Exercise
Whenever a line below holds the word "luaDetect", copy that line.

Provided entries
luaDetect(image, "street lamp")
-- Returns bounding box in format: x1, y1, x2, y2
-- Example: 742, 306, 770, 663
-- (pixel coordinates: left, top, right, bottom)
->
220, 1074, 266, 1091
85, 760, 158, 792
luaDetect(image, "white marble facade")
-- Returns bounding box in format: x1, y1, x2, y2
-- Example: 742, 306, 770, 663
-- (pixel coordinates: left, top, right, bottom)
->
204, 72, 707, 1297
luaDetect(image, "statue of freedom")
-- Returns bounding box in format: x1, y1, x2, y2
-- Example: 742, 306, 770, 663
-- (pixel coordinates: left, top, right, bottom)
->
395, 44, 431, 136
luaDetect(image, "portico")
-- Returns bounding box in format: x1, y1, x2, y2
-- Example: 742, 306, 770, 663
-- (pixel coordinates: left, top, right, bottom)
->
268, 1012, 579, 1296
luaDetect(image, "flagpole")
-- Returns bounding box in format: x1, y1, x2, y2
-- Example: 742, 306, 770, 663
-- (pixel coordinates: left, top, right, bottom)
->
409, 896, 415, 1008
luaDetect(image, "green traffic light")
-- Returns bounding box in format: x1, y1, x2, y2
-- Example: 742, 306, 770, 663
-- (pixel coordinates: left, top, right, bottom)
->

--

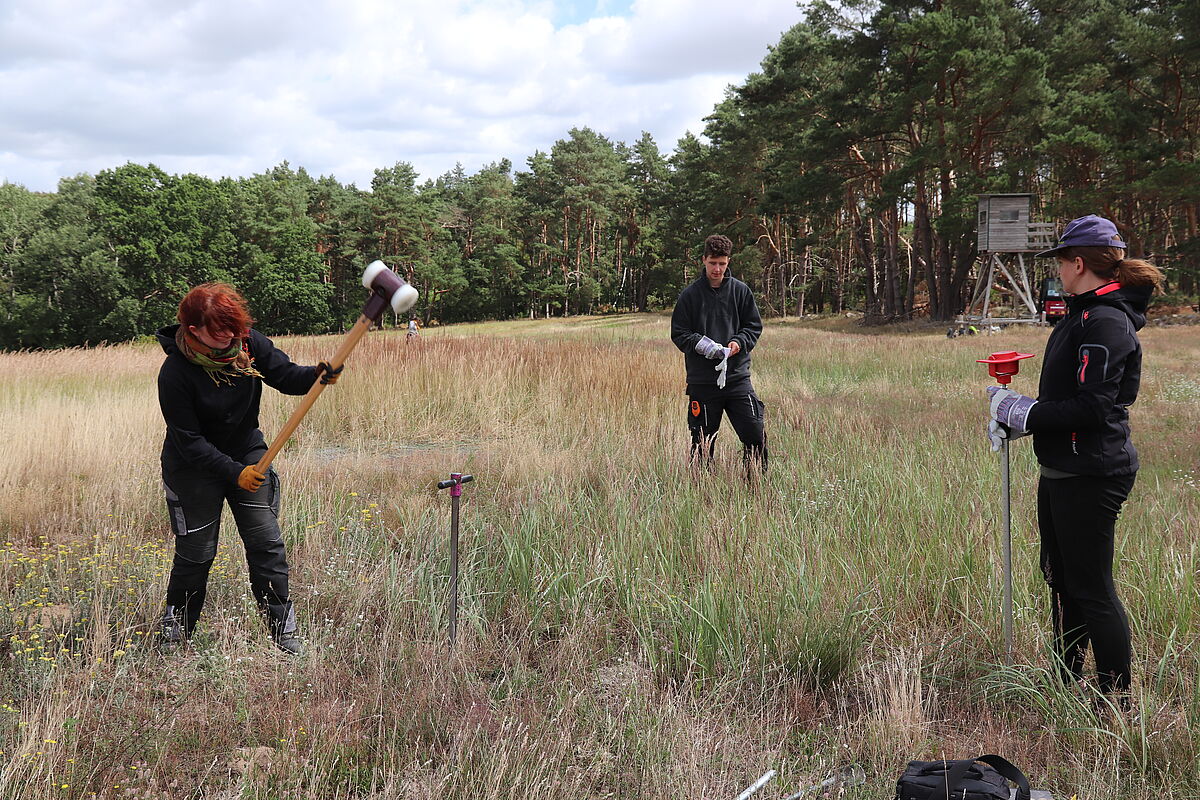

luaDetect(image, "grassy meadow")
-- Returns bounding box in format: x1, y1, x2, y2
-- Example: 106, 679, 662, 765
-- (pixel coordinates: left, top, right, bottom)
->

Response area
luaDetect(image, "street lamp")
luaDetect(image, "white marble facade")
luaDetect(image, "statue of freedom")
luaDetect(image, "portico")
luaDetect(image, "flagpole")
luaDetect(image, "green traffic light")
luaDetect(image, "grassy meadow")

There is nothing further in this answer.